### Task material
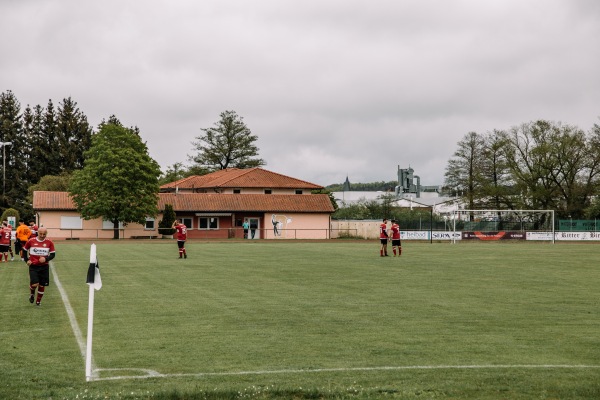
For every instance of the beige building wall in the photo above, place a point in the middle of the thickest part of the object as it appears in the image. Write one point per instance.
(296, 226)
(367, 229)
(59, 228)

* * *

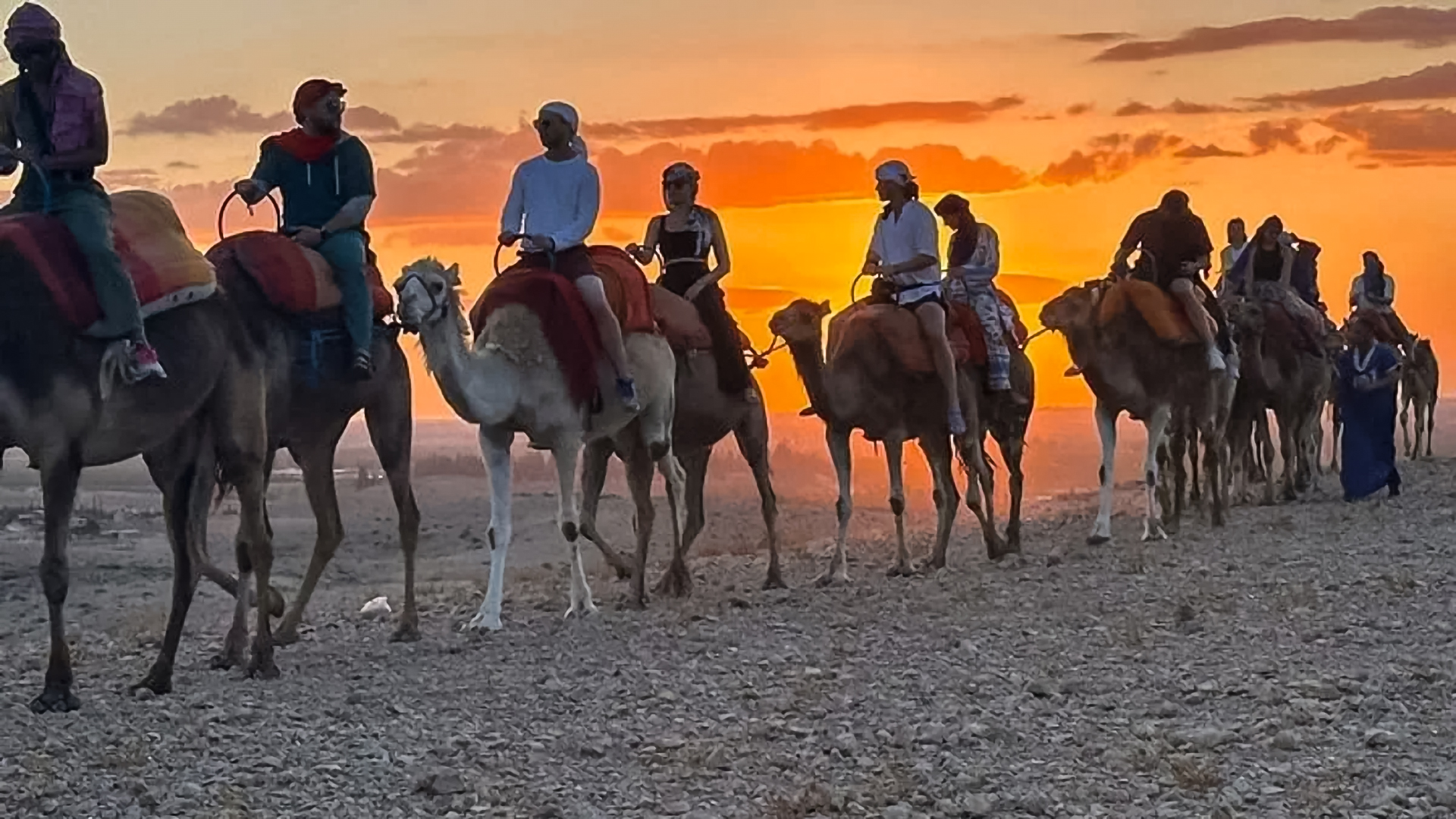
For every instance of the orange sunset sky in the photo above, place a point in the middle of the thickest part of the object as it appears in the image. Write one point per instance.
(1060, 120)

* * *

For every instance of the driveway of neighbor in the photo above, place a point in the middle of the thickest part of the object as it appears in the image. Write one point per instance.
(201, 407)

### Directive
Can you copy out, word for word, the lines of the entries above, starting at the line containing "For every instance of the orange" and ending at the line containing "(1060, 120)", with both of those lines included?

### Worked solution
For every instance of the orange sunset sky in the photo above, place a point in the middle of the thickest part of the object as it appears in the image. Write one point per instance.
(1060, 120)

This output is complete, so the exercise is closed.